*** Study text ***

Often, a long-running series will develop a sort of running theme that is never acknowledged but that nags at the viewer, informing the way he experiences everything that happens on the show, even as he understands that he’s musing on a question that the show may never directly address or even state explicitly. How long before McGarrett and Danny throw caution to the winds and just do it? What are the ramifications of the fact that the NBC network, and possibly the entire city of New York, are just characters in the novel Pete Hornberger is writing when he’s not at his custodial job at an Office Max in Bayonne? Will an actual hip person ever visit the NCIS offices in time to spot Abby and point out that she’s obviously an Al-Qaeda mole who based her cover identity on someone who sold Osama Bin Laden a candy apple at Lollapalooza in 1992? And then there’s the most haunting and potentially troubling of all of these: What is it like to be William Murderface? What can it mean? Does he even know had bad it is? As somebody says to the Penguin in Batman Returns, “Not a lot of reflective surfaces down in the sewer, huh?”
Murderface has been known to express resentment over having his musical contribution to Dethklok under-appreciated, especially by his band mates. But, like Sid Vicious, Murderface’s bass playing is less essential to the band that the ineffable something he adds to it, something that’s related to that dread word “authenticity.” He really is a miserable bastard, and if you had to inhabit that body, you’d be, too. As the expert who addresses the Tribunal this week lays it out, Murderface is “Dethklok Zero on the yardstick of attractiveness, to which all the other band members compare themselves.” In other words, if Murderface ever tries to improve his appearance, it would throw a monkey wrench into Dehtklok’s collective self-image.
The tipping point in Murderface’s ability to weigh self-loathing against self-deception, split the difference, and call it self-acceptance, comes when he receives word that he is to be honored at this year’s Brutalies, where he is to receive an award recognizing him as the world’s “most brutal-looking” rock star. Putting out fires with gasoline as usual, Nathan volunteers that he “can’t really tell if that’s an award or a public insult. It’s like they’re saying you’re really bad at being handsome.” Having had enough, Murderface seeks out a plastic surgeon, who offers to take him in as “a beast, damned by the gods, a grotesque abomination, doomed to spend his life as a wandering monstrosity,” and transform the bassist “into an Adonis carved in marble from a church in Heaven.” That sounds pretty good to Murderface, but it sets off what passes for pandemonium in the Tribunal, where Orlaag is moved to speculate, “Is the hand of the cosmetic surgeon also the hand of God? Perhaps.”

*** End of Study text ***
*** Study material ***

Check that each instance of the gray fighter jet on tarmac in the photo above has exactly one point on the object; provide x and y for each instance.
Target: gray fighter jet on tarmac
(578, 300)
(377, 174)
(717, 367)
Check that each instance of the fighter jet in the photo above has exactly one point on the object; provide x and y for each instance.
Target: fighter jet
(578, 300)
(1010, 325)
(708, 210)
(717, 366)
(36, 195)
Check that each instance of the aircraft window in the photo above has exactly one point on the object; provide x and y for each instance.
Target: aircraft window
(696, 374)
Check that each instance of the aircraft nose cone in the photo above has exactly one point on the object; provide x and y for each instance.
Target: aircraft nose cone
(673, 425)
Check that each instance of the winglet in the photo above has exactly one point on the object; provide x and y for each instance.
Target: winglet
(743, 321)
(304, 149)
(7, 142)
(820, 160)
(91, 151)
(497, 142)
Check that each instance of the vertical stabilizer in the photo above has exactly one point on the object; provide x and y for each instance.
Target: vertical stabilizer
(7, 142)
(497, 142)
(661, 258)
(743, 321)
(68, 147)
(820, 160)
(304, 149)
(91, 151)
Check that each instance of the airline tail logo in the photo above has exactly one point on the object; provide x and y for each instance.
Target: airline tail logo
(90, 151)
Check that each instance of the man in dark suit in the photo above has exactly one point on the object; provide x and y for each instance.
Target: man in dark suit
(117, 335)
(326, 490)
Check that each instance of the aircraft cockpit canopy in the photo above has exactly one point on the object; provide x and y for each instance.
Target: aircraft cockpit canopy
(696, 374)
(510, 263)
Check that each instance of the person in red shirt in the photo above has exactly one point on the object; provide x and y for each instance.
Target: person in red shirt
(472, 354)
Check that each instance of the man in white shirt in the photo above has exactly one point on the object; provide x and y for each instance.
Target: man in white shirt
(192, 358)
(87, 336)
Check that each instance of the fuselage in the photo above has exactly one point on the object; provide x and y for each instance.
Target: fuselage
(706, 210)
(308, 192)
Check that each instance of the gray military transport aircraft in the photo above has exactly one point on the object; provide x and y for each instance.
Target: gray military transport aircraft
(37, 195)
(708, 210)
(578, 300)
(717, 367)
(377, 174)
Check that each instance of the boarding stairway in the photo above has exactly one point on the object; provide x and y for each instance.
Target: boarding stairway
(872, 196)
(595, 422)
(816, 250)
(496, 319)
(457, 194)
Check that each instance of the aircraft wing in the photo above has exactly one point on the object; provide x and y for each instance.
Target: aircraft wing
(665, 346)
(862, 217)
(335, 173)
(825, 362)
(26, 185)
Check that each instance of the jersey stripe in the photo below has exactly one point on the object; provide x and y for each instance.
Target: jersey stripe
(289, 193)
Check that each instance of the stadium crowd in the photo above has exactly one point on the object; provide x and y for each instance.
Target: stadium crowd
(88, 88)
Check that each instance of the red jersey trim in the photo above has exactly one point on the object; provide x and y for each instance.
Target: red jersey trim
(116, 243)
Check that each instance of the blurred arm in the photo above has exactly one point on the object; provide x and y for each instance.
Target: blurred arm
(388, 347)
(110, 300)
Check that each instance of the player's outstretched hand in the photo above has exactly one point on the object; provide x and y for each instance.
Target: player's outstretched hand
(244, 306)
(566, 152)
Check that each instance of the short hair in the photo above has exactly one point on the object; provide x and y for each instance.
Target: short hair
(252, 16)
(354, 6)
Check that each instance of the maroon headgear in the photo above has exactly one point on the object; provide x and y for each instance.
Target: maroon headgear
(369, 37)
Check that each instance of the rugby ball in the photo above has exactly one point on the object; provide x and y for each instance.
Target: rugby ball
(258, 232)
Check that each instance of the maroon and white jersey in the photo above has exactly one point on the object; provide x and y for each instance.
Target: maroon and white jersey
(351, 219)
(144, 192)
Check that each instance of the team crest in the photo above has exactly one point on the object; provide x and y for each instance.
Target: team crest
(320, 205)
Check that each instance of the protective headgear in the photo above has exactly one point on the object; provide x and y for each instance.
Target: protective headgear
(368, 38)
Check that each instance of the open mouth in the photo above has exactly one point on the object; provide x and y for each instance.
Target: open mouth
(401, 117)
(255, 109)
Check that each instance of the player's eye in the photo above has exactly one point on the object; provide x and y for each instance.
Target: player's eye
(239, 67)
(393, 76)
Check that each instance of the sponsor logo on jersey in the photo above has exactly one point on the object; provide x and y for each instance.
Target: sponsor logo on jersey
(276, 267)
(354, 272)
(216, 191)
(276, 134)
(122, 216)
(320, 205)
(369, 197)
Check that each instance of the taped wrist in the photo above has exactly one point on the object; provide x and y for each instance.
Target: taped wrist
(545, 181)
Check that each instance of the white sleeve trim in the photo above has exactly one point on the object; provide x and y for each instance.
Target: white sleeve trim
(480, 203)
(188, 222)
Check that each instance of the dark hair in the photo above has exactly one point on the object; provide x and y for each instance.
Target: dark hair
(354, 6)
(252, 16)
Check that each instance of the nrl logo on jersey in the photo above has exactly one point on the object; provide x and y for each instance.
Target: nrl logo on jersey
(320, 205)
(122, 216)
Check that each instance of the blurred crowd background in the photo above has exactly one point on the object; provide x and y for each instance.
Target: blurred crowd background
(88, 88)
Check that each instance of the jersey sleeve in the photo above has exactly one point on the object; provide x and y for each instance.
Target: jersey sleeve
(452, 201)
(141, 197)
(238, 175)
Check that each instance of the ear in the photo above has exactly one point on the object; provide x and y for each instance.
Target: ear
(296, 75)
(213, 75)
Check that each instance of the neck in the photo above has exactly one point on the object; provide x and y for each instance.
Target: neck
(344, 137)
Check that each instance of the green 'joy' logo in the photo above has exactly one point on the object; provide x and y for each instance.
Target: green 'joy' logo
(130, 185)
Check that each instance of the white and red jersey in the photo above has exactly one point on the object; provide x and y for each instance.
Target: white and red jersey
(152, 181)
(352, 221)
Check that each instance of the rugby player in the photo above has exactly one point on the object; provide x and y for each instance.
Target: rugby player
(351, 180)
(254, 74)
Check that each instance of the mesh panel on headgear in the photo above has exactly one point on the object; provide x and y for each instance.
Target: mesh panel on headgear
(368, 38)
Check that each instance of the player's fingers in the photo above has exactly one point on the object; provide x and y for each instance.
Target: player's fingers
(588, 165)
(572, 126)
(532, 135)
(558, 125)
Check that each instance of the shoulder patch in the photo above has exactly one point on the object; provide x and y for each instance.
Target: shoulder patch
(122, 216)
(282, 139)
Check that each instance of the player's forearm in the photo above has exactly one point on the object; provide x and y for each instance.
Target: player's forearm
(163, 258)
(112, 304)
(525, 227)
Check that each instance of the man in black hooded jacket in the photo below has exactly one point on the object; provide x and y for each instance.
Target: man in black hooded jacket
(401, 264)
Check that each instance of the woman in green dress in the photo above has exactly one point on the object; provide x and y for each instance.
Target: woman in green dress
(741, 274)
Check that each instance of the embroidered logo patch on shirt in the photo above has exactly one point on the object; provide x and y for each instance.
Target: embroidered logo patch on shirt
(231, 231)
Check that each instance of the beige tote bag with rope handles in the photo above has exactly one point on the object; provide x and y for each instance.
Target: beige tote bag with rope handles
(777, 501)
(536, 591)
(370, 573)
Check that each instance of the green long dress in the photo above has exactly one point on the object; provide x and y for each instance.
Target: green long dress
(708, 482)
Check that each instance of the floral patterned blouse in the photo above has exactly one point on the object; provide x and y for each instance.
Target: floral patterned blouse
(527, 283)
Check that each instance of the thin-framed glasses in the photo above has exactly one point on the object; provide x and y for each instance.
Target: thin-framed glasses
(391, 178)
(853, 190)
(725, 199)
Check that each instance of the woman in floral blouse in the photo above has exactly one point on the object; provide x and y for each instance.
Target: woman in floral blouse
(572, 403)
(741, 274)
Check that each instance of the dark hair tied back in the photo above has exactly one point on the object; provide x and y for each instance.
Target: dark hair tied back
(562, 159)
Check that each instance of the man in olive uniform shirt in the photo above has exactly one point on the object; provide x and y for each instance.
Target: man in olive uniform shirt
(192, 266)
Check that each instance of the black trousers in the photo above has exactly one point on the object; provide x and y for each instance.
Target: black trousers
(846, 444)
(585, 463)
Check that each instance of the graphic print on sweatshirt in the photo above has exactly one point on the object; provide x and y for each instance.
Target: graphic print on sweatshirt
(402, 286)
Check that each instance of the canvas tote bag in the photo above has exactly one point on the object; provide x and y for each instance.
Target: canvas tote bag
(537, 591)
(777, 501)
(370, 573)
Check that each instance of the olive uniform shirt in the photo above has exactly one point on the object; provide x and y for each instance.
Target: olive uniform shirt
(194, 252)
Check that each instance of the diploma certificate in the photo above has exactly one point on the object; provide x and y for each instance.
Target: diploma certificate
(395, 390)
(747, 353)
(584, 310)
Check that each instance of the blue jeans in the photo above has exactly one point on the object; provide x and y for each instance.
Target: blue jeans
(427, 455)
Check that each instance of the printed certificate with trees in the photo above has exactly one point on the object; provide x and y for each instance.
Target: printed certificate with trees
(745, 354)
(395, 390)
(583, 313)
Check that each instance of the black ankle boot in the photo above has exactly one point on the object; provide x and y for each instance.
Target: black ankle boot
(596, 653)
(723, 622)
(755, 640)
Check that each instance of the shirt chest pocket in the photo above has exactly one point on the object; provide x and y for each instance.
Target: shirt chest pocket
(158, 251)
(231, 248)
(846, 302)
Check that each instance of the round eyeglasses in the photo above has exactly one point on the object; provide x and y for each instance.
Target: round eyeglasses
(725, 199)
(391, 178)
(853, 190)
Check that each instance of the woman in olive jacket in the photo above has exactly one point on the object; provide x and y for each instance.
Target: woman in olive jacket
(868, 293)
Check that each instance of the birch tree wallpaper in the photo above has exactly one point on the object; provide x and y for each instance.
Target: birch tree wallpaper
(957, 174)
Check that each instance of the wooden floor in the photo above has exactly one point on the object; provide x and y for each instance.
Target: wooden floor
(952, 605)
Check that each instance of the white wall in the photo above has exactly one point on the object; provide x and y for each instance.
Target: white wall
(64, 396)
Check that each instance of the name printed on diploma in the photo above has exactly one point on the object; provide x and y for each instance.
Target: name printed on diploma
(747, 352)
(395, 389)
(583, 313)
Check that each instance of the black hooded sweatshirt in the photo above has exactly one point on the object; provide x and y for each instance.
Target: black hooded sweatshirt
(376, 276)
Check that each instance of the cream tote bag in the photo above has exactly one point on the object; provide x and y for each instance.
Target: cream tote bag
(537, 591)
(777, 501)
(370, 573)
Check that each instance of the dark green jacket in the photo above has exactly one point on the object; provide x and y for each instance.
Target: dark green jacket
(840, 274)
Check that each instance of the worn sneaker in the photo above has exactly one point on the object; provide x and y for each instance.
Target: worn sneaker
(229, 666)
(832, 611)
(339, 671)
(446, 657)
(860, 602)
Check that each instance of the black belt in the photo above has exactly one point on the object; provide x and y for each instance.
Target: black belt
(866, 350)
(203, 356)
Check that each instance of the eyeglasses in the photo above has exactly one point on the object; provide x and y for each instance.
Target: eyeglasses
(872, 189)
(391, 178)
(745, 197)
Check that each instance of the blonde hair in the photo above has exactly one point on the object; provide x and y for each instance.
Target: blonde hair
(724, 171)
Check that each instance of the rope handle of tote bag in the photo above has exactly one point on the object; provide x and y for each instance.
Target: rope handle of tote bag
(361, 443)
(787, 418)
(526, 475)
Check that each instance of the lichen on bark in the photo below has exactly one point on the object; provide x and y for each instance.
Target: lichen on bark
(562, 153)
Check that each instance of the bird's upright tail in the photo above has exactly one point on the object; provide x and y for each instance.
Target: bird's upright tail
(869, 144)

*** End of Study material ***

Tasks to complete
1. Decide whether each statement below agrees with the Murderface essay. For each, answer yes or no and quote the words of the essay that settle it.
(a) Murderface is to be honored at the Brutalies as the world's most brutal-looking rock star.
(b) Nathan greets the news of the award with plain congratulations.
(c) Orlaag flatly rejects the idea that the cosmetic surgeon's hand could be the hand of God.
2. Carry on the Murderface essay after its last sentence.

Responses for each task
1.
(a) Yes: "he is to be honored at this year’s Brutalies, where he is to receive an award recognizing him as the world’s “most brutal-looking” rock star"
(b) No: "can’t really tell if that’s an award or a public insult. It’s like they’re saying you’re really bad at being handsome."
(c) No: "Is the hand of the cosmetic surgeon also the hand of God? Perhaps."

2.
Murderface can’t afford to go first-class with his surgery, due to a recent legal settlement that cost him much of his personal fortune after a shopping-mall accident in which his “over-calcified face injured a baby.” So he heads for Tijuana, where he is soon outfitted in a golem-like mask and hearing a doctor utter the magic words, “Prepare the acid bath!” In his absence, the other members of Dethklok have plenty of time to reflect on the way the ravages of time and Toki’s addiction to lemons have had their effect on their own physical beauty, especially after Nathan’s bloated carcass breaks the hot tub and the plumber finds the drain clogged with coffee grounds and Pickles’ runaway dreads. This is all pretty funny, in a pretty blunt way, but did the writers get bored with that running storyline about the economy and the effort to make up for the loss of the potentially game-changing new Dethklok album? I was rather enjoying it. In the meantime, I’m tempted to let its disappearance be reflected in the episode grade, but I’m not going to, mainly because I have a family reunion coming up soon, and I’m definitely going to be using some of these lines.
- “Thank you for this cruel and humiliating award.” I’d give anything to hear somebody use that line when picking up a Grammy.